Rewrite all the rows below, putting "self-terminating" in place of each "self-closing" and keeping everything else the same.
## Start
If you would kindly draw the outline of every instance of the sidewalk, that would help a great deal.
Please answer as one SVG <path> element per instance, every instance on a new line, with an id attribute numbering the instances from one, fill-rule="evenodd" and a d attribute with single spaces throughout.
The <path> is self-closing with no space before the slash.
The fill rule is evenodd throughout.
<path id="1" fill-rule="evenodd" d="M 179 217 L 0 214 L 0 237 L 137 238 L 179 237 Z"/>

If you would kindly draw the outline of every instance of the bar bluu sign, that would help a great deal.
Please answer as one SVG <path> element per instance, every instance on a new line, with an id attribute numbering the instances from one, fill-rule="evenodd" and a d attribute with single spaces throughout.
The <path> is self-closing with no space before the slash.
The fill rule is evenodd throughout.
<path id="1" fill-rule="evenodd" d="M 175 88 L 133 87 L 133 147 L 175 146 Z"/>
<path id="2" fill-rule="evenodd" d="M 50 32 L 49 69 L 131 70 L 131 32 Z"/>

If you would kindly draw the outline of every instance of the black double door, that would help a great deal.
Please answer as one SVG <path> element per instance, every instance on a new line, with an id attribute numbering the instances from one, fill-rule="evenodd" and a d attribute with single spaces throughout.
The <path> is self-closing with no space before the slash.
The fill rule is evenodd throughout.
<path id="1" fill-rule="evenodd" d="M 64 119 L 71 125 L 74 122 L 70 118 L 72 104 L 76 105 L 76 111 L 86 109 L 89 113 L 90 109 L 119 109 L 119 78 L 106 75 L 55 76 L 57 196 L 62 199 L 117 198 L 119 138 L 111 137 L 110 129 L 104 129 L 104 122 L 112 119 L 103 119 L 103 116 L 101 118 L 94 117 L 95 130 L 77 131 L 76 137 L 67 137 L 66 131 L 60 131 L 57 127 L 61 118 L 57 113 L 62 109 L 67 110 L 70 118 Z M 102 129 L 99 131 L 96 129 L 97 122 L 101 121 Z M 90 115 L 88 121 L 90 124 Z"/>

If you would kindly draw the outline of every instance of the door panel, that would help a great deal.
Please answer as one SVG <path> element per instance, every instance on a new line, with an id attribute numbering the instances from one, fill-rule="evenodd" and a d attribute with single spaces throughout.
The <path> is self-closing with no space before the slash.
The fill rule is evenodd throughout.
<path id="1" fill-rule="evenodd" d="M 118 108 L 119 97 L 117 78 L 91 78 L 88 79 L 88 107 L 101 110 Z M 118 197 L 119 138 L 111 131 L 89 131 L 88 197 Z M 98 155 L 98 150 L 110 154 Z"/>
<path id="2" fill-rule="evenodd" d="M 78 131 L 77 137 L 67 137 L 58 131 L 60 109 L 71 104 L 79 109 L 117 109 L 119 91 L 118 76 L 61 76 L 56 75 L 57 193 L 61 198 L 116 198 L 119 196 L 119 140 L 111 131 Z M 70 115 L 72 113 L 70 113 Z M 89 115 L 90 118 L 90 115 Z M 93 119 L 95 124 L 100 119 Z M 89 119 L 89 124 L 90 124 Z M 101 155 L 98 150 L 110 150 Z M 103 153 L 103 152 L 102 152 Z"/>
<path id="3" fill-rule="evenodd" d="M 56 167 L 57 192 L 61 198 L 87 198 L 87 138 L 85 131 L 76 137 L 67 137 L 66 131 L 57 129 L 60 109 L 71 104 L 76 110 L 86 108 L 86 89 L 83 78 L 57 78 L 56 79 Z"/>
## End
## OUTPUT OF THE EXERCISE
If you would kindly draw the outline of every instance of the sidewalk, that would help a great deal.
Please answer as one SVG <path> element per instance, every instance on a new line, with an id attribute numbering the instances from one, fill-rule="evenodd" and a d attribute with single spaces throughout.
The <path> is self-terminating with no space before the slash.
The fill rule is evenodd throughout.
<path id="1" fill-rule="evenodd" d="M 179 217 L 0 214 L 0 237 L 137 238 L 179 237 Z"/>

If you would kindly draw the outline of every instance of the bar bluu sign, that would help a great deal.
Please answer as one SVG <path> element per instance, every instance on a new line, with an id attribute numbering the instances from one, fill-rule="evenodd" and a d attribute with single spaces throughout.
The <path> is self-terminating with no space before the slash.
The fill rule is evenodd throughout.
<path id="1" fill-rule="evenodd" d="M 175 88 L 133 87 L 133 147 L 175 146 Z"/>
<path id="2" fill-rule="evenodd" d="M 50 32 L 49 69 L 131 70 L 131 32 Z"/>

If you would kindly draw the outline of every instance of the black double door, that would help a great deal.
Please answer as one SVG <path> element per instance, every instance on a new line, with an id attribute numbering the instances from one, fill-rule="evenodd" and a d attribute with single spaces throughout.
The <path> is self-terminating with no space before the slash.
The fill rule is evenodd throughout.
<path id="1" fill-rule="evenodd" d="M 64 119 L 71 125 L 74 122 L 70 118 L 72 104 L 76 105 L 76 111 L 86 109 L 89 113 L 90 109 L 119 109 L 119 78 L 106 75 L 55 76 L 57 196 L 62 199 L 117 198 L 119 138 L 111 137 L 110 129 L 104 129 L 104 122 L 112 119 L 103 119 L 103 116 L 101 118 L 94 117 L 95 130 L 77 131 L 76 137 L 67 137 L 66 131 L 60 131 L 57 127 L 61 118 L 57 113 L 62 109 L 67 110 L 70 118 Z M 102 129 L 99 131 L 96 129 L 97 122 L 101 121 Z M 90 115 L 88 121 L 90 124 Z"/>

If you would kindly draw the outline of every instance of the door panel, that would help a great deal.
Please answer as one SVG <path> element per instance, every instance on a new line, with an id attribute numbering the instances from one, fill-rule="evenodd" and a d attribute with single spaces throughout.
The <path> is self-terminating with no space before the slash.
The fill rule is evenodd throughout.
<path id="1" fill-rule="evenodd" d="M 118 108 L 119 97 L 117 78 L 91 78 L 88 79 L 88 107 L 101 110 Z M 118 197 L 119 138 L 111 131 L 89 131 L 88 197 Z M 98 155 L 98 150 L 110 154 Z"/>
<path id="2" fill-rule="evenodd" d="M 78 131 L 77 137 L 67 137 L 58 131 L 60 109 L 71 104 L 79 109 L 117 109 L 119 91 L 118 76 L 61 76 L 56 75 L 57 193 L 61 198 L 116 198 L 119 196 L 119 140 L 111 131 Z M 70 115 L 72 113 L 70 113 Z M 89 115 L 90 118 L 90 115 Z M 93 119 L 95 124 L 100 119 Z M 89 119 L 89 124 L 90 124 Z M 101 155 L 98 150 L 110 150 Z M 103 153 L 103 152 L 102 152 Z"/>
<path id="3" fill-rule="evenodd" d="M 56 167 L 57 192 L 61 198 L 87 198 L 87 138 L 85 131 L 76 137 L 67 137 L 66 131 L 57 129 L 60 109 L 71 104 L 76 110 L 86 108 L 86 89 L 83 78 L 57 78 L 56 79 Z"/>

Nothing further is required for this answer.